Each entry must be reproduced precisely as it stands.

__________________________________________________

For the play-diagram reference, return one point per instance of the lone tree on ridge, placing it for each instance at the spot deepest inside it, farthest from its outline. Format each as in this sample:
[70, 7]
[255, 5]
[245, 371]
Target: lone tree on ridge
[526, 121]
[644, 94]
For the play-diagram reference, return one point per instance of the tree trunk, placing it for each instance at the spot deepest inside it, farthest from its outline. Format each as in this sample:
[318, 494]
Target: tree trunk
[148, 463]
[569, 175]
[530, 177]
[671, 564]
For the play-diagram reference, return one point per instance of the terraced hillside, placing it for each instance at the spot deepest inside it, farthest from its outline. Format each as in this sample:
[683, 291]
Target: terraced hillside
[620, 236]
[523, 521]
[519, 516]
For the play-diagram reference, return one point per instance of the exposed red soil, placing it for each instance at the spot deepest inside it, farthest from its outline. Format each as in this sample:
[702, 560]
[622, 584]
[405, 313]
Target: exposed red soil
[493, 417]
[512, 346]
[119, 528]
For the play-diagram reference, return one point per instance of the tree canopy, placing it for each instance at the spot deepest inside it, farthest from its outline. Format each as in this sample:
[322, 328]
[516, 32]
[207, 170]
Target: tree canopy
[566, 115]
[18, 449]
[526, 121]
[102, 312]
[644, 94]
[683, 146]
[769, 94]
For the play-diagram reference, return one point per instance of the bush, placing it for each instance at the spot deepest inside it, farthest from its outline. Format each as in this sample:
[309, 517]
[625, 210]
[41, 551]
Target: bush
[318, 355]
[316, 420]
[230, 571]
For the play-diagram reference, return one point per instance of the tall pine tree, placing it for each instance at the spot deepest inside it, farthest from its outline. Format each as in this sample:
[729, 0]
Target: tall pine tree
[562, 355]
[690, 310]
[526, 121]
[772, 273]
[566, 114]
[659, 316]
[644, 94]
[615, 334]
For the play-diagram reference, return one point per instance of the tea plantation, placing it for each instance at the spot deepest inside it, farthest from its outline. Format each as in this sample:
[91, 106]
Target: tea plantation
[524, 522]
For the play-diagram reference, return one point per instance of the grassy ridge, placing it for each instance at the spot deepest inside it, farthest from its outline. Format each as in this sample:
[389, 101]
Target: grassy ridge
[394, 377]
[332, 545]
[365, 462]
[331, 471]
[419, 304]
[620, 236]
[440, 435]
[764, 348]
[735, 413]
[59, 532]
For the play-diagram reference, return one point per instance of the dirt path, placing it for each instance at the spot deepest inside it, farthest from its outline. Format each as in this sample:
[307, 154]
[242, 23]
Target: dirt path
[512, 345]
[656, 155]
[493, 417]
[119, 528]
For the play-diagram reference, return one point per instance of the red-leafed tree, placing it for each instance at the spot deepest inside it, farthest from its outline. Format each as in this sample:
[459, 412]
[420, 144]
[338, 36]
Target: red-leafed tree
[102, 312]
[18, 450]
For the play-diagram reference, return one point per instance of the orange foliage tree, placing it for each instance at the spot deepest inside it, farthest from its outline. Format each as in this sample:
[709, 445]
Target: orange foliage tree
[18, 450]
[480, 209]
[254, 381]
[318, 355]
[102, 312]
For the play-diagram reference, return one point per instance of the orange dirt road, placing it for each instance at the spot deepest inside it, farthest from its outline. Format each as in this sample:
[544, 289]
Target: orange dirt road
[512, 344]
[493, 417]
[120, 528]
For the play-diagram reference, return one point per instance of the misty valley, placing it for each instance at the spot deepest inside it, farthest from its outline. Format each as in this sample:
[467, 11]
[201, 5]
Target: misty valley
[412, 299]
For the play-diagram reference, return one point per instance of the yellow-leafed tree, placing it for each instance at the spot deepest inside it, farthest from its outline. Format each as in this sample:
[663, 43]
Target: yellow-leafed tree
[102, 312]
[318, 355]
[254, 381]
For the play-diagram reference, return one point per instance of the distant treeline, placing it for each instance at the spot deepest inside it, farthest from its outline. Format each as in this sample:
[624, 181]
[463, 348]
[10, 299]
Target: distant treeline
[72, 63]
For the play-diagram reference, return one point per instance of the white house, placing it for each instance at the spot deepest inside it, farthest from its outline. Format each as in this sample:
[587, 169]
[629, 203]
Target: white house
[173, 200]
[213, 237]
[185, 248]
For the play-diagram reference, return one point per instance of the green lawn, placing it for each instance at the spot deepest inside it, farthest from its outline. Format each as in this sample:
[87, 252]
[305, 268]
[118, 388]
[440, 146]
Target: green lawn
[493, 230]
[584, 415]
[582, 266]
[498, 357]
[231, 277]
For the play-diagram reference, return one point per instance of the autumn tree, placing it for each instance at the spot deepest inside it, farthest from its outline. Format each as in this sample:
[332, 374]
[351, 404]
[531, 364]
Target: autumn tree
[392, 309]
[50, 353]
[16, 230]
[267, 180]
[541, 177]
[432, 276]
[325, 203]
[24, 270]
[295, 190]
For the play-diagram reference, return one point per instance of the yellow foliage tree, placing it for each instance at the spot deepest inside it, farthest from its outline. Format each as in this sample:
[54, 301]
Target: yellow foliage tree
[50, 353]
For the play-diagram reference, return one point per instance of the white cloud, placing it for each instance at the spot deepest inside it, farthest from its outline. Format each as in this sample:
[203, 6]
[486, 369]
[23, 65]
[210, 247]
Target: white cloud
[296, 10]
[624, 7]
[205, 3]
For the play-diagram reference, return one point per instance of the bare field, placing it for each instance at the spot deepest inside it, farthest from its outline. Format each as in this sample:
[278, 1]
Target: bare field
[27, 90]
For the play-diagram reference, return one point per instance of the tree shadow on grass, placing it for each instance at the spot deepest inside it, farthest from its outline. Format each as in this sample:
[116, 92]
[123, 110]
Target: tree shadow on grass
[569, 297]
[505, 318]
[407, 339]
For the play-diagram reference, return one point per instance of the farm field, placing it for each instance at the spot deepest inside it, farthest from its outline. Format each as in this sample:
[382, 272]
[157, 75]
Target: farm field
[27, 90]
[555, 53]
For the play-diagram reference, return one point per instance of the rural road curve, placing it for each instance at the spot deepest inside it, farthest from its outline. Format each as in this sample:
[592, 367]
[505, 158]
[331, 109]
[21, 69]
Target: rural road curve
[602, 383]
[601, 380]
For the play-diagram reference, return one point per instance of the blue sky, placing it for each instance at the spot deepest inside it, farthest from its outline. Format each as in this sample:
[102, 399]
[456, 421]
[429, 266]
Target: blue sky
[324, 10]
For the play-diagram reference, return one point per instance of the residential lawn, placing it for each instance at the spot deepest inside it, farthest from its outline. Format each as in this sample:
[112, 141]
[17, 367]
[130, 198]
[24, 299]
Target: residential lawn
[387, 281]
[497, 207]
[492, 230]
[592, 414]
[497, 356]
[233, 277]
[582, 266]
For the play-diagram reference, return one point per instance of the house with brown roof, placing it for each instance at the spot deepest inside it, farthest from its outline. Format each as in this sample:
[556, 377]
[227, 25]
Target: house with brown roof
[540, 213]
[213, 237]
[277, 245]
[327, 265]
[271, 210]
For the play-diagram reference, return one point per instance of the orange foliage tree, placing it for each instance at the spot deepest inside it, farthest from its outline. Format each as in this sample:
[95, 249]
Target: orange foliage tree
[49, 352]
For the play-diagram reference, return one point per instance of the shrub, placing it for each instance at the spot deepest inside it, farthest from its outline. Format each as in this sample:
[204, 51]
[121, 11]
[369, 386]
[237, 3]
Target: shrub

__________________________________________________

● **RESPONSE TO THIS EXERCISE**:
For the play-diagram reference, return one point per instance of the lone tree on ridge, placing it for each instance at the spot deepest inside it, farthest from its outline. Format each as in this sample:
[70, 7]
[255, 5]
[245, 371]
Target: lone tree on ridge
[526, 121]
[644, 94]
For the play-diagram reference, return one point per instance of the tree trunk, placing it for each instance at the spot deepest inside it, farthest from its outline. Format each as in this sample:
[318, 494]
Target: tree trunk
[148, 463]
[569, 175]
[530, 177]
[671, 564]
For the play-diagram reference, return one point per instance of the terraced hillside, placing it for each instance at the spot deepest inside it, farthest from its outline. Format each as in this sample:
[683, 291]
Target: terraced hillside
[620, 236]
[523, 521]
[519, 516]
For the play-diagram reference, return one point per instance of the exposed red soil, placing it for each instance at the spot deepest inside it, farthest from its outline. Format each as in this sample:
[702, 560]
[622, 584]
[405, 313]
Target: exposed red soil
[493, 417]
[512, 346]
[119, 528]
For the play-diagram reference, return one point per instance of the tree canopy, placing it for each instance at the spot deepest inside it, farthest from its outline. Format each as in this sample:
[322, 328]
[516, 32]
[207, 170]
Target: tree canopy
[566, 115]
[18, 449]
[526, 121]
[102, 312]
[644, 94]
[683, 146]
[769, 94]
For the play-diagram reference, return one point per instance of the bush, placing it for each instance at the spot deepest inside it, farthest from its outline. Format each as in this sample:
[309, 517]
[625, 210]
[41, 551]
Target: bush
[318, 355]
[316, 420]
[230, 571]
For the play-diagram reference, return one point per instance of the tall pine tree, placing it for each instance at the spot deepest inside it, farthest from its outline. Format each as in this sample:
[729, 0]
Target: tall pine tree
[562, 355]
[690, 310]
[526, 121]
[772, 273]
[566, 114]
[659, 316]
[644, 94]
[615, 334]
For the play-diagram reference, return one point per instance of the tea plantation, placing it for each instance at the spot deepest inside it, farthest from its outline. Format each as in this sample:
[91, 106]
Target: tea plantation
[524, 522]
For the play-diagram reference, return one point per instance of the grassy ridge, placing it for each instance at the spot deepest inside it, farthest from its outline. Format each as in this sample:
[389, 101]
Target: grassy ridge
[394, 377]
[332, 545]
[365, 462]
[331, 471]
[419, 304]
[620, 236]
[440, 435]
[764, 348]
[735, 413]
[59, 532]
For the play-diagram reference, return one point per instance of the dirt path, placing it for each instance at the spot deepest inside it, farthest from its outline. Format each as in this sample:
[307, 154]
[242, 23]
Target: dirt path
[512, 345]
[656, 155]
[493, 417]
[119, 528]
For the play-diagram reference, return one point per instance of the red-leafed tree, placing it for each instance at the spot deepest inside it, farthest from its outline. Format each as in this sample:
[459, 412]
[420, 144]
[338, 36]
Target: red-leafed tree
[102, 312]
[18, 450]
For the play-diagram reference, return one point per instance of the orange foliage tree, placing it for each instance at the spot deepest inside it, farthest from its outline. Format each as in this sample:
[709, 445]
Target: orange foliage tree
[18, 450]
[480, 209]
[254, 381]
[318, 355]
[102, 312]
For the play-diagram reference, return one point per instance of the orange dirt road, placing it for each instance at the spot deepest inside it, farthest from its outline. Format each as in this sample:
[544, 289]
Target: orange dirt road
[512, 344]
[493, 417]
[120, 528]
For the play-diagram reference, return one point per instance of the misty valley, placing it for each instance at the spot deepest inside it, farthest from its outline. Format each as in this sample:
[467, 11]
[201, 5]
Target: misty valley
[412, 299]
For the play-diagram reference, return one point per instance of the yellow-leafed tree, placing it for each instance at the spot deepest inside it, farthest from its outline. Format each as in this sample:
[663, 43]
Target: yellow-leafed tree
[102, 312]
[318, 355]
[254, 381]
For the play-diagram reference, return one point per instance of the distant treeline, placing it for each instance at the spot deepest inside it, farthest from its outline. Format each as in this sample:
[624, 181]
[463, 348]
[10, 299]
Target: distant treeline
[72, 63]
For the play-diagram reference, return one point per instance of the white house, placing it for each instance at the spot deepest inside it, farthest from its outline. Format each as in this sample:
[587, 169]
[629, 203]
Target: white house
[173, 200]
[213, 237]
[185, 248]
For the play-diagram reference, return one point per instance of the green lawn, placing it for each instance at the spot deepest inside it, farthest from its outline. Format each as in this sample:
[87, 252]
[305, 268]
[118, 388]
[440, 146]
Target: green lawn
[493, 230]
[584, 415]
[582, 266]
[498, 357]
[231, 277]
For the play-diagram reference, return one point per instance of the autumn tree, placing it for each instance at the spot deepest inside it, farthest from its outline. Format each as in this sample:
[332, 374]
[351, 404]
[531, 364]
Target: autumn tree
[392, 309]
[50, 353]
[16, 230]
[267, 180]
[541, 177]
[432, 276]
[325, 203]
[24, 270]
[295, 190]
For the play-diagram reference, return one point per instance of the yellow foliage tree, placing it for each instance at the spot deepest inside it, farthest from its outline. Format each as in this sample:
[54, 301]
Target: yellow foliage tree
[50, 353]
For the play-diagram reference, return one point per instance of the white cloud, placing it for each instance at the spot deepest inside it, farthest from its outline. Format each as in this sample:
[203, 6]
[486, 369]
[23, 65]
[210, 247]
Target: white cloud
[296, 10]
[624, 7]
[205, 3]
For the play-diagram reference, return one point per instance of the bare field, placing it for each instance at the spot deepest inside it, farthest from its outline. Format each as in this sample:
[278, 1]
Target: bare field
[27, 90]
For the play-diagram reference, return one point per instance of the tree shadow on grass, placing it for each instance at the spot deepest inside it, farthest from its outline. Format each as in this sample:
[116, 92]
[123, 110]
Target: tree shadow on grass
[569, 297]
[505, 318]
[407, 339]
For the play-diagram reference, return one point per instance of the farm field, placing it for each instance at the spot deepest inside it, farthest from its outline. Format each as in this sample:
[382, 272]
[157, 75]
Target: farm field
[27, 90]
[555, 53]
For the play-diagram reference, return one point per instance of the rural road curve, placing it for each instance at the spot deepest inside it, farthest from its outline. Format each as in this sample:
[592, 367]
[505, 158]
[331, 109]
[21, 69]
Target: rural road curve
[602, 383]
[601, 380]
For the play-diagram reference, return one point per instance of the blue sky, placing it for each instance at the spot deepest inside it, farthest from its outline. Format each as in this sample:
[102, 399]
[456, 421]
[429, 266]
Target: blue sky
[324, 10]
For the play-diagram reference, return one point per instance of the residential lawn, placing it for each instance at the spot deepest inside it, farthest from its outline. Format each as in this sample:
[112, 141]
[17, 367]
[130, 198]
[24, 299]
Target: residential lawn
[387, 281]
[497, 207]
[492, 230]
[592, 414]
[497, 356]
[233, 277]
[582, 266]
For the play-diagram reference, return one point per instance of the house with brown roof, placing it for each instance at the spot deepest inside it, farthest from its outline. Format each as in this sample:
[556, 377]
[227, 25]
Target: house with brown roof
[540, 213]
[213, 237]
[277, 245]
[327, 265]
[271, 210]
For the play-diagram reference, return one point per instance of the orange foliage tree, placing it for each instance at the spot deepest inside it, farthest from its outline. Format each as in this sample:
[95, 249]
Target: orange foliage tree
[49, 352]
For the play-diagram reference, return one point per instance of the shrub, placing it for each instance at the spot deepest inside it, farthest from its outline. Format each as in this sample:
[204, 51]
[121, 11]
[369, 386]
[237, 3]
Target: shrub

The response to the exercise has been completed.